▶ [Task statement] Pick out every line in the rows below that contains the word "patch", and copy each one.
++++ Material shown ++++
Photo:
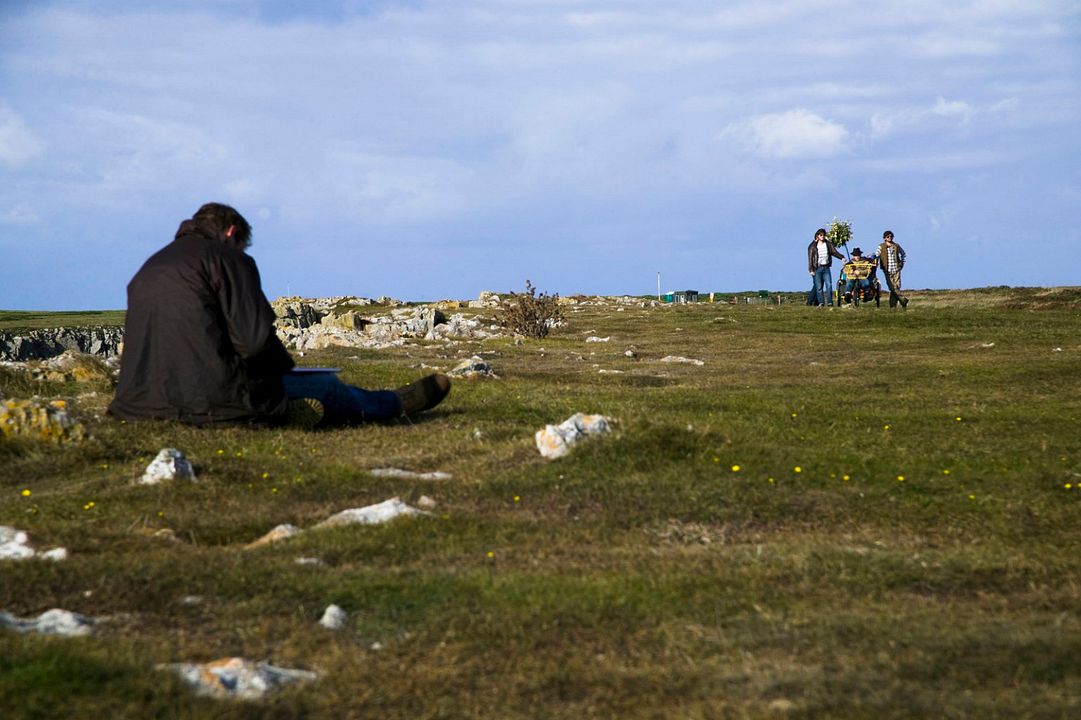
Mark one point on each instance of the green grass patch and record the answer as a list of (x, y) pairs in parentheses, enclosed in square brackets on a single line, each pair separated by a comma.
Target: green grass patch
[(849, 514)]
++++
++++ Material shown ++++
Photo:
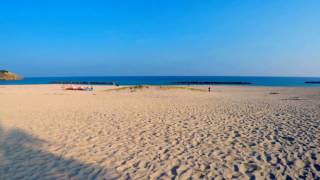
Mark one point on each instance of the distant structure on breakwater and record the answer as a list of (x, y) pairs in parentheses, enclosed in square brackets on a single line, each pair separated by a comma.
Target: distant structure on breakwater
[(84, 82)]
++++
▶ [Answer to the problem]
Mark one point on each instance of the green grass patch and record the answer as a list of (x, y) pairs in parentheses, enclosed in square brackets on a single line, each pair separated by a comma.
Target: green grass patch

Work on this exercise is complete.